— Start EXERCISE INPUTS —

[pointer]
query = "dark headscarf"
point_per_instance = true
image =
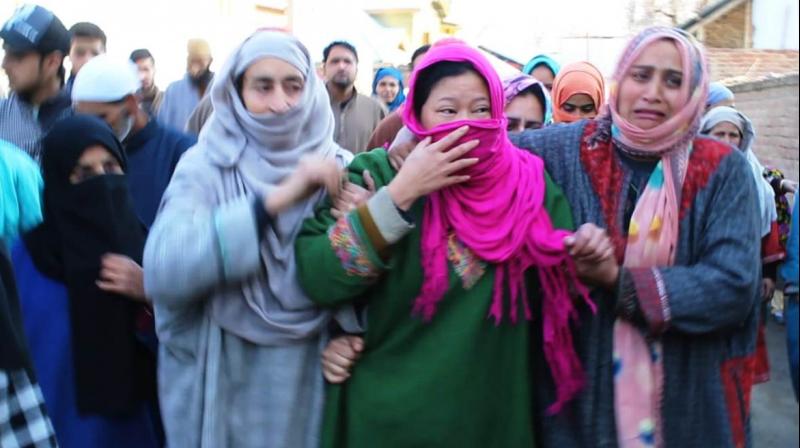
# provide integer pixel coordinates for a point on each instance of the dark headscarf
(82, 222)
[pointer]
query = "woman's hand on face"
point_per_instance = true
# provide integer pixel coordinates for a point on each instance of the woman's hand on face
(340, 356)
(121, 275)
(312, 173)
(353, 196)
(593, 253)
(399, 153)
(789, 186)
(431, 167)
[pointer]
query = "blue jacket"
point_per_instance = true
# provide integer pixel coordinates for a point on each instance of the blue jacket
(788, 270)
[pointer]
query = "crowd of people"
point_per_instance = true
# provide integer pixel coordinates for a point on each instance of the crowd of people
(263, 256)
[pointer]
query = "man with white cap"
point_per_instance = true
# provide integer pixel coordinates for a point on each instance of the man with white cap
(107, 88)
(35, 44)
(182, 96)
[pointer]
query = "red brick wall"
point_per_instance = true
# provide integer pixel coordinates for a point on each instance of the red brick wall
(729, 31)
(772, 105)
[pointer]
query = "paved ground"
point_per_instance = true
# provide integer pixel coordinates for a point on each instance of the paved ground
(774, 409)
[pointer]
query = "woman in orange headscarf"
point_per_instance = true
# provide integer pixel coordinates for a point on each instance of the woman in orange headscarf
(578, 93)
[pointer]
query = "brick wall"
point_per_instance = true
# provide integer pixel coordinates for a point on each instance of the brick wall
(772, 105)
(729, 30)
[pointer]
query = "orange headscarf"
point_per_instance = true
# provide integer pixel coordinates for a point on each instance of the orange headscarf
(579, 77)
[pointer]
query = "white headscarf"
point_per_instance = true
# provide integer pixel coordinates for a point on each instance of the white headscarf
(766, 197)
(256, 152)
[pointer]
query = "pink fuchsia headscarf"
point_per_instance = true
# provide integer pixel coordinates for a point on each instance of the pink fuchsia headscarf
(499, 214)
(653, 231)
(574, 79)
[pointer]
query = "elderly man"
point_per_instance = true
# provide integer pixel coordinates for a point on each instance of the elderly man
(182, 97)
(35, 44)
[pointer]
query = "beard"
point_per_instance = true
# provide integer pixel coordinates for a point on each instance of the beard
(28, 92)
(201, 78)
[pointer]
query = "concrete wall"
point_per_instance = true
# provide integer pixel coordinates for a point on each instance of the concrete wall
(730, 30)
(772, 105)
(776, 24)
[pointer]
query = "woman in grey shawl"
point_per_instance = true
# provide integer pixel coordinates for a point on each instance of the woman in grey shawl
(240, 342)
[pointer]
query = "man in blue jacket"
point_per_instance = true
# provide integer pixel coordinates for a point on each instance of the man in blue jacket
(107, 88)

— End EXERCISE INPUTS —
— Start EXERCISE INPUTS —

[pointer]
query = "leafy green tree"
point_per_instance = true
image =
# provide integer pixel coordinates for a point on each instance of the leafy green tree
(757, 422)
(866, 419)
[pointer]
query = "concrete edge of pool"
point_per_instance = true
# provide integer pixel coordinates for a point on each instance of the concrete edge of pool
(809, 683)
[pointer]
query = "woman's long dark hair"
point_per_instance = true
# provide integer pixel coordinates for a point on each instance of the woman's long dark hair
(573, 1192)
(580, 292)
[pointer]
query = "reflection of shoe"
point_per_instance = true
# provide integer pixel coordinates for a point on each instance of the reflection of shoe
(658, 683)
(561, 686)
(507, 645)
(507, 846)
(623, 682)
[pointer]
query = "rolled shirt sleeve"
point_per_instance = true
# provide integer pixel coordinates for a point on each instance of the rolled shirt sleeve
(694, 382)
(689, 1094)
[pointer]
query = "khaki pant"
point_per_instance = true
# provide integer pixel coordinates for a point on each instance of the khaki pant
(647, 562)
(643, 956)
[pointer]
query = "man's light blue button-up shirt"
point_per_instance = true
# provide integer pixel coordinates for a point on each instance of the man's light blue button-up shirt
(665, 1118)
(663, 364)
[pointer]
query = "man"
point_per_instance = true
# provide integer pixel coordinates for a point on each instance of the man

— End EXERCISE INPUTS —
— Start EXERCISE INPUTS —

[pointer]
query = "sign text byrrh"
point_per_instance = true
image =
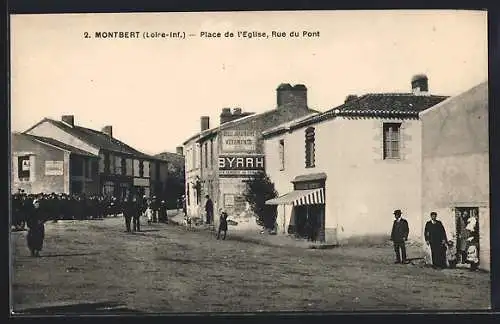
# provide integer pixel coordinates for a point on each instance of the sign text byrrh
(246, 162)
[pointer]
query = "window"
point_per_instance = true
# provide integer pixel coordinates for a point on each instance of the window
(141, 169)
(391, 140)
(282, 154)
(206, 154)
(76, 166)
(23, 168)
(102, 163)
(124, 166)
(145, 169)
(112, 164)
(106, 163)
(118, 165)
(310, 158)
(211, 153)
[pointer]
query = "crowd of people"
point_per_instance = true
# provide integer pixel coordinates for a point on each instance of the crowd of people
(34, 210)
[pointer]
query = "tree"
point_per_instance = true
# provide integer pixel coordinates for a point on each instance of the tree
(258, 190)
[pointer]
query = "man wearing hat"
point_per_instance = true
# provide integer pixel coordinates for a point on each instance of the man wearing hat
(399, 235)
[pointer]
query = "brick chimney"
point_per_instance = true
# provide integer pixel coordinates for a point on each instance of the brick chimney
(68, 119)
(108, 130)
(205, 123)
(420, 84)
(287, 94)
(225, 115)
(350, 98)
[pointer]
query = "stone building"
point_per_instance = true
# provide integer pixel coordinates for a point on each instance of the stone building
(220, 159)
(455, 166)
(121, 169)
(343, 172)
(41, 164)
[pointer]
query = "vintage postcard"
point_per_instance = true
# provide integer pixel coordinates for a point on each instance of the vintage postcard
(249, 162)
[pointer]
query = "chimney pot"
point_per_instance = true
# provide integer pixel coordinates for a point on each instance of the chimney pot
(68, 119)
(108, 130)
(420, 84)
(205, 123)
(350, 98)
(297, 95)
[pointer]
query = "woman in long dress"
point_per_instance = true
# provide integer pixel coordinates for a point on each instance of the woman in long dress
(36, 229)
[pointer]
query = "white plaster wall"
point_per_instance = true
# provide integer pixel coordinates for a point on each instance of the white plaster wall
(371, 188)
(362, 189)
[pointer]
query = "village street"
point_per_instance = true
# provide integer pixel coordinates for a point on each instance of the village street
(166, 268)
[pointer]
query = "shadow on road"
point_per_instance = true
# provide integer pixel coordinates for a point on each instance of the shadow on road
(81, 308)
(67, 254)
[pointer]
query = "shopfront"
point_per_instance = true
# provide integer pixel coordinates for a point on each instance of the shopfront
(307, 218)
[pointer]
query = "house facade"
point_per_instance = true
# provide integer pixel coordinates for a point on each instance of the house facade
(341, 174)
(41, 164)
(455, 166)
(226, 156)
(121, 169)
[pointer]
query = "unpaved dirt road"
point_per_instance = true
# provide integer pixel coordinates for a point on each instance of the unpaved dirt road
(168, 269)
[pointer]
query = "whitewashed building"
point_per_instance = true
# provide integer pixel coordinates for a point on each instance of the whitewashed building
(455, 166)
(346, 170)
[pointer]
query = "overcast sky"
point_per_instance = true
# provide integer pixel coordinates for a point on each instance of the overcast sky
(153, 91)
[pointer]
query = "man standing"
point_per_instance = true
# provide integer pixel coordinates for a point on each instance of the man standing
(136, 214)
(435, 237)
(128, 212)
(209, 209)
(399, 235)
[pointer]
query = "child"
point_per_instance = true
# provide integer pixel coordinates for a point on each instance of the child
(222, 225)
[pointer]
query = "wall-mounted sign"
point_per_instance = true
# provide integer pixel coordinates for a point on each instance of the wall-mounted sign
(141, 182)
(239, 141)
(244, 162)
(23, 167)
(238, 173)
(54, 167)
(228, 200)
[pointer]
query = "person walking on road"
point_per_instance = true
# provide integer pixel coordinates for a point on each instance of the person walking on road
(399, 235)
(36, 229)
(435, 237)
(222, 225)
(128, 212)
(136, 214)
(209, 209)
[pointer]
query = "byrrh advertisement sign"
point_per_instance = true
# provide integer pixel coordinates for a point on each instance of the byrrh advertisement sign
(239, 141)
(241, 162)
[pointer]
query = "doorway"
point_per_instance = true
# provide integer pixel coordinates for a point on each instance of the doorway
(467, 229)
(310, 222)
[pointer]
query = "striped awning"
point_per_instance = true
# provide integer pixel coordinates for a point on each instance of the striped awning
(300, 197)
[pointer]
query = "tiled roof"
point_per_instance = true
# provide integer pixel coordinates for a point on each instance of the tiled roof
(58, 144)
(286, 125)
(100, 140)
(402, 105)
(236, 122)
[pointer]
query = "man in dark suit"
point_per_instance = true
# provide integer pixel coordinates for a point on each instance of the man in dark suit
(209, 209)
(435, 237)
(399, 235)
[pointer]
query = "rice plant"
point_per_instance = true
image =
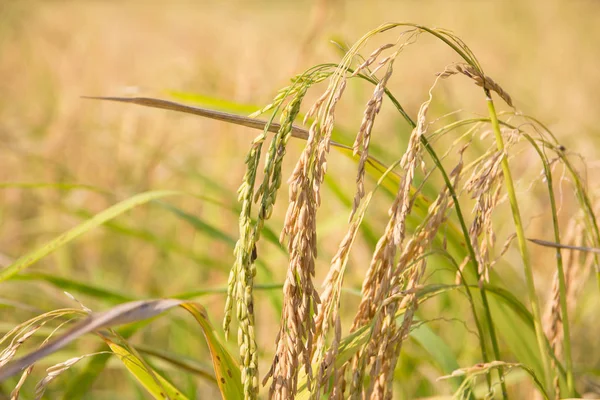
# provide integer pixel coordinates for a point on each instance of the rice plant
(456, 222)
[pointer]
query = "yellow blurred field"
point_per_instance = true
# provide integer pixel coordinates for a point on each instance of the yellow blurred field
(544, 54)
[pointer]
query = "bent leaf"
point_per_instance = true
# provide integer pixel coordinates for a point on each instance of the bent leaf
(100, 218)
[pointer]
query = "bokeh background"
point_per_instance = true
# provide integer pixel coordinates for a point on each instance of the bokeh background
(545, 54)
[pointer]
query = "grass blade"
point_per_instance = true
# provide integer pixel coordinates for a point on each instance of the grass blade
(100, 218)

— End EXERCISE INPUTS —

Gather every line of the material above that contains the string "brick" and copy each one in full. Case counts when matching.

* **RESULT OF THE EXERCISE**
query = "red brick wall"
# provide integer pixel coordinates for a point on each instance of the red brick wall
query = "brick wall"
# provide integer pixel coordinates for a point on each instance of the brick wall
query = "brick chimney"
# provide integer pixel coordinates for a point on each instance of the brick chimney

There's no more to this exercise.